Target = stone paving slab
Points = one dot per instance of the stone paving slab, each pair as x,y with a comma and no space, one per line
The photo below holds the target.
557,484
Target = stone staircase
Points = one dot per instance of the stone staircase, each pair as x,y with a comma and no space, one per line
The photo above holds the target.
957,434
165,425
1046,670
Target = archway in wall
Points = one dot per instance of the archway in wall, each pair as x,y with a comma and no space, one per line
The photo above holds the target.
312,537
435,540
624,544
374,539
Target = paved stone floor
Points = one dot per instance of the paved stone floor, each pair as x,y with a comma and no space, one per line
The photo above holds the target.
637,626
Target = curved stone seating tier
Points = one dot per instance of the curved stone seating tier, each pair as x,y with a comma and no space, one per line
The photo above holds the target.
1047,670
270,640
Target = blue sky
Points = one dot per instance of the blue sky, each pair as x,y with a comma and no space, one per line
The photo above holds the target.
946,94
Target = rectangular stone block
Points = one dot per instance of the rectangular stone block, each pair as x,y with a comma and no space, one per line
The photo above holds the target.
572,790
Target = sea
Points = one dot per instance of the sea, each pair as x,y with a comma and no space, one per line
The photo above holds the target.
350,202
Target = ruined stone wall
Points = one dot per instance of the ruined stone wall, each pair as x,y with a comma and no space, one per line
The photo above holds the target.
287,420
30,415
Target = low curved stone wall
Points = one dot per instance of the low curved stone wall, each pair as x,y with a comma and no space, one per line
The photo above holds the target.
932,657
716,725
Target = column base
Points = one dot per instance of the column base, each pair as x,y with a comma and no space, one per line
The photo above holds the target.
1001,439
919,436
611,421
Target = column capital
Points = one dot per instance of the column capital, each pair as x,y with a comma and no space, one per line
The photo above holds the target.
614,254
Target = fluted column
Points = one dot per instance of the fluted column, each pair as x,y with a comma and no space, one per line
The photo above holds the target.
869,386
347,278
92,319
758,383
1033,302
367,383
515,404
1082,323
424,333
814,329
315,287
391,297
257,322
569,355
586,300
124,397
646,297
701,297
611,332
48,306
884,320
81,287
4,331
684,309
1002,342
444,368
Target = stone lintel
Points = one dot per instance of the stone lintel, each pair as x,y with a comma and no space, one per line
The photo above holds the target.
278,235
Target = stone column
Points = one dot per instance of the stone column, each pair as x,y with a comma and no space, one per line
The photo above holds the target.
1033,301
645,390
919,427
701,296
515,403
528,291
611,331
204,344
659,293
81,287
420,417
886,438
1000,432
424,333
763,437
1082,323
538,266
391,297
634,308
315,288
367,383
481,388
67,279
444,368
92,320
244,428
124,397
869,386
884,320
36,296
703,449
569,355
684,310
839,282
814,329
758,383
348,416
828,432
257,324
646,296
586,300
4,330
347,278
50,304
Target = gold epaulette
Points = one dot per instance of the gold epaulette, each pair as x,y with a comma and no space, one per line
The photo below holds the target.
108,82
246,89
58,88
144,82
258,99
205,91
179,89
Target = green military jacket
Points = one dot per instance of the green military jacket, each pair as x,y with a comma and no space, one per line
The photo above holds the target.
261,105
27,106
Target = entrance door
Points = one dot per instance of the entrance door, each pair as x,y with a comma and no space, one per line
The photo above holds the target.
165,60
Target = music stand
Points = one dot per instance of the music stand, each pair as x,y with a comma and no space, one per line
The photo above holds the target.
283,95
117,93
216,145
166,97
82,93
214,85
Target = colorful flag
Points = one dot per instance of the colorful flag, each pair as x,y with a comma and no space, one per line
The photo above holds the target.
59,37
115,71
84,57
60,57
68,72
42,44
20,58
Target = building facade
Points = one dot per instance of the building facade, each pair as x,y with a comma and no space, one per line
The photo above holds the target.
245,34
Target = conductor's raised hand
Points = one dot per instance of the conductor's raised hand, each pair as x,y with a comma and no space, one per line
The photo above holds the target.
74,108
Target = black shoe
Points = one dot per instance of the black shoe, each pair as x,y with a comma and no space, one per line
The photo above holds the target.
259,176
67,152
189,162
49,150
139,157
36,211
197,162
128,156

======

- _STATED GOAL_
Rewrite all of the material above as a Markdown table with two columns, Row and Line. Put each line in its own numbered row and leave out any blank lines.

- _REPLY TO THE TASK_
| Row | Line |
|---|---|
| 1 | Target = stone paving slab |
| 2 | Points = one dot per instance of the stone paving slab, each pair as x,y with a comma and no space, one per line |
| 3 | The photo below holds the target. |
| 4 | 557,484 |
| 5 | Target = stone staircase |
| 6 | Points = one dot per instance of the stone staircase, each pair as x,y with a comma and no space, one per line |
| 7 | The photo above holds the target. |
| 8 | 957,434 |
| 9 | 165,425 |
| 10 | 1046,670 |
| 11 | Target = archway in wall |
| 12 | Points = one dot per instance of the archway in wall, each pair as x,y with a comma and no space, one per line |
| 13 | The photo above holds the target. |
| 14 | 312,537 |
| 15 | 435,540 |
| 16 | 624,544 |
| 17 | 374,539 |
| 18 | Target = paved stone floor |
| 19 | Points = one dot per instance of the paved stone floor, each pair as x,y with a comma and no space, one per line |
| 20 | The photo above holds the target. |
| 21 | 637,626 |
| 22 | Target = curved stone seating tier |
| 23 | Points = one dot per instance of the curved stone seating tier, each pair as x,y with a comma and no space, one per line |
| 24 | The photo above holds the target. |
| 25 | 1047,670 |
| 26 | 270,640 |
| 27 | Target = blue sky |
| 28 | Points = one dot per instance of the blue sky, each pair as x,y with a comma and no space, one per line |
| 29 | The photo above holds the target. |
| 30 | 946,94 |
| 31 | Target = rectangular stone block |
| 32 | Points = one dot per instance of the rectangular stone block, each pair as x,y with a comma and no space, one per line |
| 33 | The photo above holds the target. |
| 34 | 572,790 |
| 35 | Target = sea |
| 36 | Points = one dot per instance of the sea, each pair as x,y with a comma and no space, one per line |
| 37 | The photo above holds the target. |
| 38 | 350,202 |
| 39 | Target = ruined stone wall |
| 40 | Points = one dot per instance of the ruined stone wall, each pair as x,y with a comma and no space, one per line |
| 41 | The photo above holds the target. |
| 42 | 287,420 |
| 43 | 30,415 |
| 44 | Target = low curved stone wall |
| 45 | Points = one dot per instance of the low curved stone wall, each pair as x,y with a comma and no space, one per line |
| 46 | The photo above holds the target. |
| 47 | 932,657 |
| 48 | 716,725 |
| 49 | Target = column base |
| 50 | Points = one dot per instance of the column base, each pair as x,y with a comma and no space, one per line |
| 51 | The photo above holds the target. |
| 52 | 1001,439 |
| 53 | 919,436 |
| 54 | 611,421 |
| 55 | Target = column capital |
| 56 | Points = one dot per instance of the column capital, each pair as x,y with a comma and no space, one per line |
| 57 | The photo above holds the target. |
| 58 | 614,254 |
| 59 | Target = fluted column |
| 60 | Points = one dot per instance of the fluted column, each pair as x,y with a comma and no space, one per line |
| 61 | The photo above holds the target. |
| 62 | 869,386 |
| 63 | 347,278 |
| 64 | 92,319 |
| 65 | 758,383 |
| 66 | 1033,302 |
| 67 | 367,383 |
| 68 | 515,404 |
| 69 | 1082,323 |
| 70 | 424,333 |
| 71 | 814,329 |
| 72 | 315,287 |
| 73 | 391,297 |
| 74 | 257,322 |
| 75 | 569,355 |
| 76 | 586,300 |
| 77 | 124,397 |
| 78 | 646,297 |
| 79 | 701,297 |
| 80 | 611,332 |
| 81 | 48,306 |
| 82 | 884,320 |
| 83 | 81,287 |
| 84 | 4,331 |
| 85 | 684,309 |
| 86 | 1002,342 |
| 87 | 444,368 |
| 88 | Target = stone lintel |
| 89 | Points = one dot per instance of the stone lintel, each pair as x,y with a comma and no space, one per line |
| 90 | The photo above holds the target. |
| 91 | 278,235 |
| 92 | Target = stone column |
| 93 | Points = one dot per instance of the stone column, each pair as x,y with a comma and no space, one per line |
| 94 | The photo above holds the target. |
| 95 | 1033,301 |
| 96 | 645,390 |
| 97 | 919,427 |
| 98 | 701,296 |
| 99 | 515,403 |
| 100 | 528,291 |
| 101 | 611,331 |
| 102 | 204,344 |
| 103 | 659,293 |
| 104 | 81,287 |
| 105 | 420,417 |
| 106 | 886,438 |
| 107 | 1000,432 |
| 108 | 424,333 |
| 109 | 763,437 |
| 110 | 1082,323 |
| 111 | 538,266 |
| 112 | 391,297 |
| 113 | 634,308 |
| 114 | 315,288 |
| 115 | 367,383 |
| 116 | 481,388 |
| 117 | 67,279 |
| 118 | 444,368 |
| 119 | 92,320 |
| 120 | 244,428 |
| 121 | 124,397 |
| 122 | 869,386 |
| 123 | 884,320 |
| 124 | 36,296 |
| 125 | 703,449 |
| 126 | 569,355 |
| 127 | 684,310 |
| 128 | 839,282 |
| 129 | 814,329 |
| 130 | 758,383 |
| 131 | 348,416 |
| 132 | 828,432 |
| 133 | 257,324 |
| 134 | 646,296 |
| 135 | 586,300 |
| 136 | 4,330 |
| 137 | 347,278 |
| 138 | 50,304 |
| 139 | Target = gold epaulette |
| 140 | Points = one dot per instance of the gold epaulette, each pair as x,y with a comma and no space, one per line |
| 141 | The photo below holds the target. |
| 142 | 108,82 |
| 143 | 246,89 |
| 144 | 58,88 |
| 145 | 144,82 |
| 146 | 258,99 |
| 147 | 205,91 |
| 148 | 179,89 |
| 149 | Target = green military jacket |
| 150 | Points = one dot per instance of the green military jacket, each pair as x,y with a comma and no space, one per line |
| 151 | The photo above holds the target. |
| 152 | 261,105 |
| 153 | 27,106 |
| 154 | Target = entrance door |
| 155 | Points = one dot per instance of the entrance door, each pair as x,y with a comma and no space, one per line |
| 156 | The photo above holds the target. |
| 157 | 165,60 |
| 158 | Target = music stand |
| 159 | Points = one dot per instance of the music stand, each pair as x,y with a comma and no space, one per line |
| 160 | The photo above holds the target. |
| 161 | 283,95 |
| 162 | 117,93 |
| 163 | 216,145 |
| 164 | 166,97 |
| 165 | 82,93 |
| 166 | 214,85 |
| 167 | Target = colorful flag |
| 168 | Points = one dot per instance of the colorful flag, each pair as x,y with a comma and no space, one per line |
| 169 | The photo above holds the target. |
| 170 | 59,37 |
| 171 | 115,71 |
| 172 | 84,57 |
| 173 | 60,57 |
| 174 | 68,72 |
| 175 | 42,44 |
| 176 | 20,58 |
| 177 | Target = building facade |
| 178 | Points = one dot per instance of the building facade, each pair as x,y with a comma and no space, one per line |
| 179 | The photo above holds the target. |
| 180 | 245,34 |
| 181 | Target = conductor's raised hand |
| 182 | Points = one dot per instance of the conductor's raised hand, each pair as x,y with a comma and no space, one per line |
| 183 | The photo above holds the target. |
| 184 | 74,108 |
| 185 | Target = black shoe |
| 186 | Points = one dot per instance of the black shoe, each pair as x,y with a comma and no space, one per line |
| 187 | The photo above holds the target. |
| 188 | 259,176 |
| 189 | 67,152 |
| 190 | 189,162 |
| 191 | 49,150 |
| 192 | 139,157 |
| 193 | 36,211 |
| 194 | 197,162 |
| 195 | 128,156 |